— Start of TASK DATA —

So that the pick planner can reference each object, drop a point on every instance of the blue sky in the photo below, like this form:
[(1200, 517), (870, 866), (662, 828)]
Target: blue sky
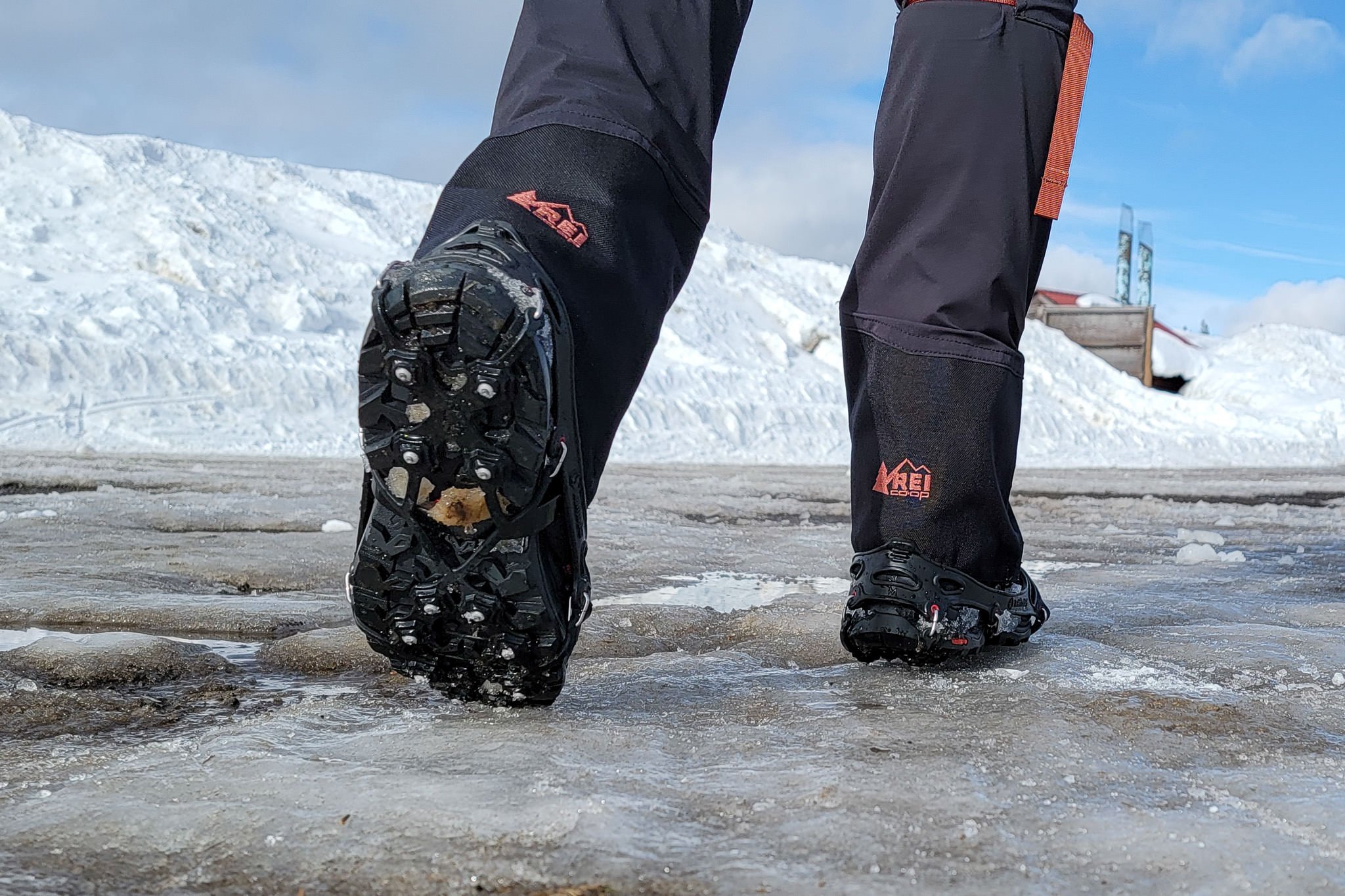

— End of TASK DATA —
— Start of TASK DATA —

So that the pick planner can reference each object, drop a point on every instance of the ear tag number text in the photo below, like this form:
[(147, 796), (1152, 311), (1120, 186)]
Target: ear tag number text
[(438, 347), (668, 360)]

— End of TASK DATA —

● STATED EXERCISE:
Return the items' lines word for word, from the line containing "of the blue" through the line containing "Target: blue sky", both included.

● THE RESULT:
So that the pick planner can reference each object, drop a point on every instance of the blue sky in the photo below, like this form:
[(1200, 517), (870, 866), (662, 828)]
Target: blue sky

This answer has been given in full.